◆ STUDY MATERIAL:
————

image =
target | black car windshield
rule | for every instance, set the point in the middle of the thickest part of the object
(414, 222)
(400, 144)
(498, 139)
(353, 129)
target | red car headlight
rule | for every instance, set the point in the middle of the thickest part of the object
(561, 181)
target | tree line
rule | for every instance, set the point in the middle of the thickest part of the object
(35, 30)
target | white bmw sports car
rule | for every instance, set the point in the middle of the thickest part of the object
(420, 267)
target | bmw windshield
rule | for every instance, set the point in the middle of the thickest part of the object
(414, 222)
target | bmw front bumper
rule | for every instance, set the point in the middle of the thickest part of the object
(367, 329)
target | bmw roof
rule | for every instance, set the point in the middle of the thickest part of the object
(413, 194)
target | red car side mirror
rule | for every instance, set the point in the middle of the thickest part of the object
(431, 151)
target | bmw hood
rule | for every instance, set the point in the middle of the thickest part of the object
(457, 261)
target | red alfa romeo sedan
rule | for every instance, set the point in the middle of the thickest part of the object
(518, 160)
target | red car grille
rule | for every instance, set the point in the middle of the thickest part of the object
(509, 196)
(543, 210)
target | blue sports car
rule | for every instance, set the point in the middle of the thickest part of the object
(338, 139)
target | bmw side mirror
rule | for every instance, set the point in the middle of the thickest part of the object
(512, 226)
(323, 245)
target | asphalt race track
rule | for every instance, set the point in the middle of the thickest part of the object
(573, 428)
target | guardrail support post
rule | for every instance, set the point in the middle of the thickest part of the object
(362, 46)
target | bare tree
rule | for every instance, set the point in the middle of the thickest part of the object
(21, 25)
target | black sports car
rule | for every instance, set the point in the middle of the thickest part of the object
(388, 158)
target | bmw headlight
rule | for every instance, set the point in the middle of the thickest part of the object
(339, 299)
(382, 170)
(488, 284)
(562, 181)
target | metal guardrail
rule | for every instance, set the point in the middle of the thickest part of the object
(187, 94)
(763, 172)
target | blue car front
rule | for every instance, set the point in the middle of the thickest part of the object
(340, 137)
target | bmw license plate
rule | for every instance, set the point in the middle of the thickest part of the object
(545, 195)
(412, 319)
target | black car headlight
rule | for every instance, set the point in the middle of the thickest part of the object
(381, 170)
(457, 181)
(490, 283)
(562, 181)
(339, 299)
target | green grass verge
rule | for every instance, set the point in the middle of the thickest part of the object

————

Write out again, unchanged, every line from the line containing "target | black car headlight" to the final line of the material above.

target | black car headlight
rule | for every instance, set the point in the middle of the thickest part of the object
(381, 170)
(457, 181)
(490, 283)
(562, 181)
(339, 299)
target | green grass verge
rule | for every instance, set the point in the middle of the thickest part of the object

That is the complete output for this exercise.